WHAT THIS TASK INVOLVES: Set out every line of the records below as a numbered list, omitting any blank lines.

RECORD EXTRACTS:
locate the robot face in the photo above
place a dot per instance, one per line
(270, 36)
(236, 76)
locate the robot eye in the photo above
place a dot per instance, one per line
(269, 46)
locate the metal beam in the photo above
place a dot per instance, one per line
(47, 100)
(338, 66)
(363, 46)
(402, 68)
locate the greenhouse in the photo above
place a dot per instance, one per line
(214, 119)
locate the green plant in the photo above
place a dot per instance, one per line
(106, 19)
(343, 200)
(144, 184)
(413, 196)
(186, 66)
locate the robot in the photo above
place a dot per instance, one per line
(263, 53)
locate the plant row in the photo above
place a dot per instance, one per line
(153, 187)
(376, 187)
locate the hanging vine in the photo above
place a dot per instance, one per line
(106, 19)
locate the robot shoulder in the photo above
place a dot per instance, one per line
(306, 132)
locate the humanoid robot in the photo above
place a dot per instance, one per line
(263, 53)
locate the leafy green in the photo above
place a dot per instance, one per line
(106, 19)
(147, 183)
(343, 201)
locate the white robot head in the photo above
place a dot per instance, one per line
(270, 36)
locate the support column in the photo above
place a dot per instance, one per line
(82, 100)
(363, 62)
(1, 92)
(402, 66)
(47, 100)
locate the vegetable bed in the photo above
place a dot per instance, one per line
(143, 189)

OUTPUT BELOW:
1. locate the robot face in the photo above
2. place a dot per instance, one per line
3. (270, 36)
4. (236, 76)
5. locate the robot eye in the photo above
6. place a dot per instance, one per line
7. (269, 46)
8. locate the metal beam in the photo above
9. place a dot per instance, one per line
10. (47, 100)
11. (338, 66)
12. (363, 46)
13. (402, 68)
14. locate the greenhouse in the photo above
15. place a dot per instance, one per line
16. (214, 119)
17. locate the green plant in the photo above
18. place a dot per instance, one per line
19. (106, 19)
20. (343, 200)
21. (144, 184)
22. (413, 196)
23. (186, 66)
24. locate the robot in the photo above
25. place a dot per instance, one per line
26. (263, 53)
27. locate the plant row in the photo above
28. place a dot per instance, one per line
29. (153, 187)
30. (376, 187)
31. locate the hanging vine in the photo above
32. place a dot per instance, one per line
33. (106, 19)
34. locate the robot shoulder in the photo above
35. place a dot per instance, one per line
36. (306, 132)
37. locate the humanoid robot in the photo above
38. place a dot per instance, one per line
39. (263, 53)
40. locate the leafy green in the photo above
41. place a dot per instance, one per line
42. (106, 19)
43. (147, 183)
44. (343, 201)
45. locate the white robot head in the photo above
46. place a dot per instance, one per line
47. (270, 36)
48. locate the support column in the photo above
49. place a dot per instance, one per line
50. (82, 100)
51. (363, 62)
52. (1, 92)
53. (402, 66)
54. (47, 100)
55. locate the vegetable bed in the photo above
56. place a dot per instance, one per line
57. (143, 189)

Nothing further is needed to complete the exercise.